→ EXERCISE AIM
Reproduce the forum thread word for word, beginning at the words "Hi Jennig, congrats" and stopping after "stuff we love!!".

Your day sounds lovely if quite energetic   you deserved a beer!

Hi Jennig, congrats on seeing HB.  It is so interesting that you took the DHEA from end Jan and got a natural BFP.  I'm on 75mg a day and it's so nice to be doing something that anecdotally seems to be helpful and doesn't cost a fortune or involve being deprived of stuff we love!!

Hi Swoo, hope you've got your feet up after that lovely lunch.  Am now hungry from thinking about it!!


----------



## Jumanji (Feb 13, 2008)

Laura B - many congratulations on your 5 embies.  I know the worrying doesn't stop but 5 embies is just fab.

Juicy - you are so right on DHEA; it is so nice to be able to use something where there is evidence to support it and it doesn't interfere with enjoying life!

Jennig - heartbeat is fab news!  That's a milestone!

Tracy - congratulations on your 2 fabulous embies!

Sonia/Francie/Swoo -     - thinking of you.   

Sonia - I am so hoping you don't need your plan B! 

Beach - hope you are ok and that you have some good news soon.  

Nicks - not long now!

Miranda - not long to go to maternity leave now!  

love to all


----------



## Miranda7 (Feb 12, 2007)

Hello!

Another good day for Team PR I see!

Laura - I'm feeling the positivity! You _will _ be preggo this time, with all those cracking embryos. I'd speak to the embryologist probably - I actually found out when I was with Dr T in theatre - he handed me a picture and told me they were perfect embryos. Such a fantastic feeling.

The jabs are weird - sometimes they hurt, sometimes nothing, even with the same person doing them. It must be something to do with the angle they go in at or something...

Steph - you must be feeling prety drained after your monster auntie. Are you resting up?

Aw Lolly, I wish I could tell you whether it's worth trying again - it's just so hard. The only thing I would say is that you might always wonder what would have happened if you did. It's horrid though, knowing you'd have to get your organs sorted afterwards. 

Francie you wimp!  God, the fear of testing though - it's a killer. I just kept testing and testing to ward off the fear, but the first time I waited till test day - agony!
Hope it's a massive big fat positive in the morning birdie.

[Referring expression data]
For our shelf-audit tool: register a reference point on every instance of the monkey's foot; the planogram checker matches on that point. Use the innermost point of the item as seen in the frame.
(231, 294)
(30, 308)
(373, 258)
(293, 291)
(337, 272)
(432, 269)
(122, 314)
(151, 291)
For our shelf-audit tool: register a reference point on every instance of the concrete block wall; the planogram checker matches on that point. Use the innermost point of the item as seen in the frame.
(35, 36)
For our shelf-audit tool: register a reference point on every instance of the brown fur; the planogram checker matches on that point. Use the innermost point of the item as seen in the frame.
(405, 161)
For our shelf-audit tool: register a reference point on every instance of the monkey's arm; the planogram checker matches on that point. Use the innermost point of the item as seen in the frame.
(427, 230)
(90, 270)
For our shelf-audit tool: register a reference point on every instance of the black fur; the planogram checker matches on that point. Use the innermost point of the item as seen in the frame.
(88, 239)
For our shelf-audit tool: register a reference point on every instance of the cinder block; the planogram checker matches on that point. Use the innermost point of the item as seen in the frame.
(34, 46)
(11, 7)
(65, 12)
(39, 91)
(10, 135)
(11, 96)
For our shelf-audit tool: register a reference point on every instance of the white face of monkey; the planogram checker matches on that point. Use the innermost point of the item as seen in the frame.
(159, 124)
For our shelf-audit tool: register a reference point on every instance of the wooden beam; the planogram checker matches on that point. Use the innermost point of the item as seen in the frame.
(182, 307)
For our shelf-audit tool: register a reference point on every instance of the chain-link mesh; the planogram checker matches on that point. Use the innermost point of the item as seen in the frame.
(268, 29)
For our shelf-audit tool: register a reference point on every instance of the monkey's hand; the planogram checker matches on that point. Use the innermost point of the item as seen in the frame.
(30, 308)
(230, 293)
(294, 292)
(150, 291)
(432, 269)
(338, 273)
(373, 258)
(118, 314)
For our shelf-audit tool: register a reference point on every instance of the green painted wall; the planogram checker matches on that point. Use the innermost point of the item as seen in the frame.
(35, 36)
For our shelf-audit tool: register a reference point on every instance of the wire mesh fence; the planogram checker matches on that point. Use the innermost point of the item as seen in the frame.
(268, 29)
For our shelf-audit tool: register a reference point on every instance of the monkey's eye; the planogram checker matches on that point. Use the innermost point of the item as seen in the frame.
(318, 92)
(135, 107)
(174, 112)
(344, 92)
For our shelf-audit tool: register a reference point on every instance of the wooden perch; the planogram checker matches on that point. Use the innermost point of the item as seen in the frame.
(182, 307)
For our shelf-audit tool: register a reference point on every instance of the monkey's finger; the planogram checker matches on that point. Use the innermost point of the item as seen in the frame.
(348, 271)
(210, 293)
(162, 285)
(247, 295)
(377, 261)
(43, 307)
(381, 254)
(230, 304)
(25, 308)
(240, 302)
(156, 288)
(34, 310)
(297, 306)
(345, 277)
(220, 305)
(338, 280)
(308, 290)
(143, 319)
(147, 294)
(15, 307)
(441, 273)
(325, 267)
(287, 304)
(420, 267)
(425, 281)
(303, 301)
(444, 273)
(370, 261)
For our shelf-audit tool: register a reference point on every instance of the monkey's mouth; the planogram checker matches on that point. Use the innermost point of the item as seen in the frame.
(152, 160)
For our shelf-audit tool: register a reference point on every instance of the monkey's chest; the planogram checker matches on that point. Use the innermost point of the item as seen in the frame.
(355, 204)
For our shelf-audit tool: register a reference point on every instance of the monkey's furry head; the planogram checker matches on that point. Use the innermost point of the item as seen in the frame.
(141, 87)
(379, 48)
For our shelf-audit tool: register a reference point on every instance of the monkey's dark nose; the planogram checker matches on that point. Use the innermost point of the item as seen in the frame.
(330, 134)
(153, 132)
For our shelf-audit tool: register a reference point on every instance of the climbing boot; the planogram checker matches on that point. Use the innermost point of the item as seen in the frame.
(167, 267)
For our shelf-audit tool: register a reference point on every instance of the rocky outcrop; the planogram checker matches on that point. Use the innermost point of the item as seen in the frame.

→ SOLUTION FOR THIS EXERCISE
Hi Jennig, congrats on seeing HB.  It is so interesting that you took the DHEA from end Jan and got a natural BFP.  I'm on 75mg a day and it's so nice to be doing something that anecdotally seems to be helpful and doesn't cost a fortune or involve being deprived of stuff we love!!